▸ WHAT IS NEEDED:
Lines that include "asphalt" make up the answer; copy all of them from the data below.

▸ SUPPLIED RECORDS:
=======

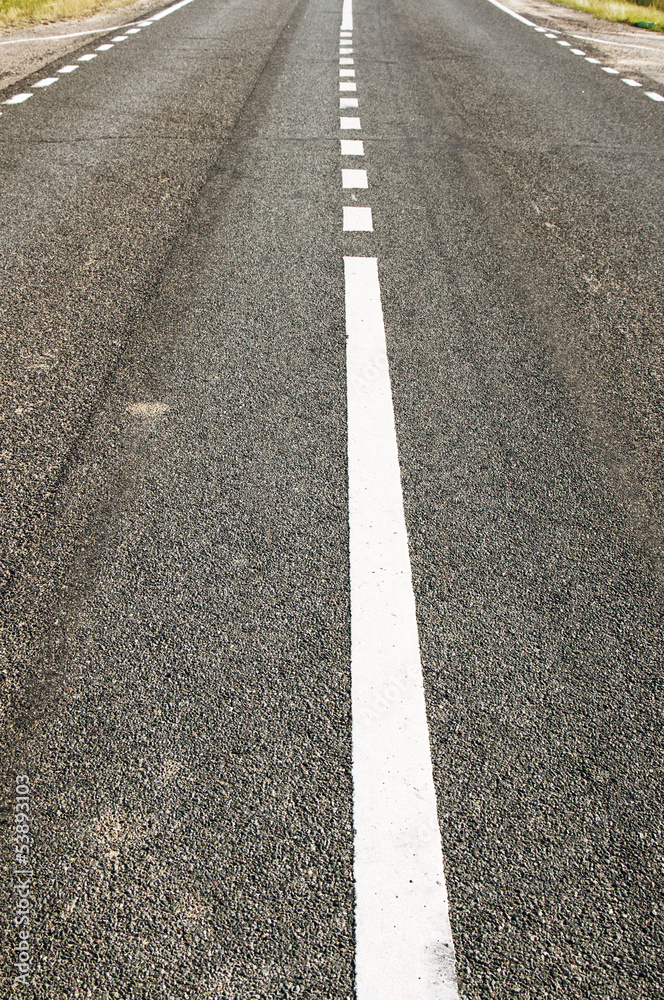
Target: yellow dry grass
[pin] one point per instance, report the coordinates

=======

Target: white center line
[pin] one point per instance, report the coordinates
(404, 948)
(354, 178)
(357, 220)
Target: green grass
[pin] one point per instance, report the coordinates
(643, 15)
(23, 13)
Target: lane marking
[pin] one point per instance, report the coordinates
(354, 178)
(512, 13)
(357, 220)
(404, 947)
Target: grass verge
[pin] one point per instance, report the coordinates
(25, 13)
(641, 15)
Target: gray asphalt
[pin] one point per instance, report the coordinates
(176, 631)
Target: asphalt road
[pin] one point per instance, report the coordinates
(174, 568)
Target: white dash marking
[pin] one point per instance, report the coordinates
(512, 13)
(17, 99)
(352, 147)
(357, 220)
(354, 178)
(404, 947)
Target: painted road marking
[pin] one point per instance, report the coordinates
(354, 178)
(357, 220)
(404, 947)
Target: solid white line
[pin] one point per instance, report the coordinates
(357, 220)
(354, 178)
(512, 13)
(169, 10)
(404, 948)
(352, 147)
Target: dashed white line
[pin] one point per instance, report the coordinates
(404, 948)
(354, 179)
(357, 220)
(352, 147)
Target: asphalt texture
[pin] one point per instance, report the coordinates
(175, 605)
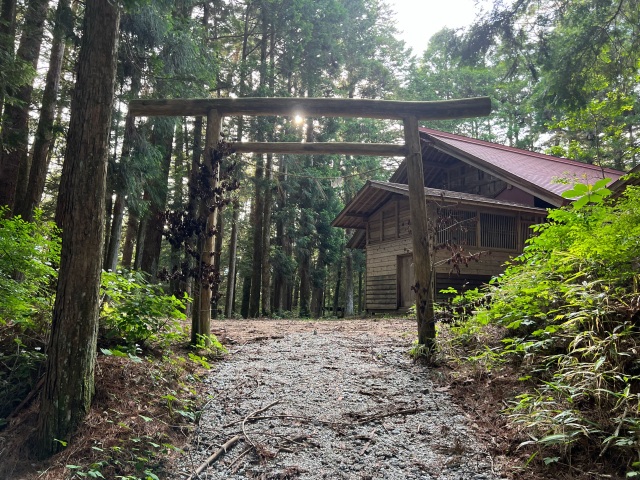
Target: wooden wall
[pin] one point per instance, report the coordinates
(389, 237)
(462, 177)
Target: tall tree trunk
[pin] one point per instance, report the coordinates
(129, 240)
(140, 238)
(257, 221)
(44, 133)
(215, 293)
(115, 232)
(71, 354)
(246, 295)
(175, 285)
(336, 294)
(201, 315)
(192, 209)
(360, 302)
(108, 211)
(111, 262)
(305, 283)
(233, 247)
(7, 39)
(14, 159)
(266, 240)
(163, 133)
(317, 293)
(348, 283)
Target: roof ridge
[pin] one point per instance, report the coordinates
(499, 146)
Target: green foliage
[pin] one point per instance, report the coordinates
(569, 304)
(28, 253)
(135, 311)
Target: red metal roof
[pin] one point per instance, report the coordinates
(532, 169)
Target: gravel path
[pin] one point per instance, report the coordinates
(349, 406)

=======

▸ ANSWER SECTION:
Target: gray asphalt
Target: asphalt road
Target: asphalt texture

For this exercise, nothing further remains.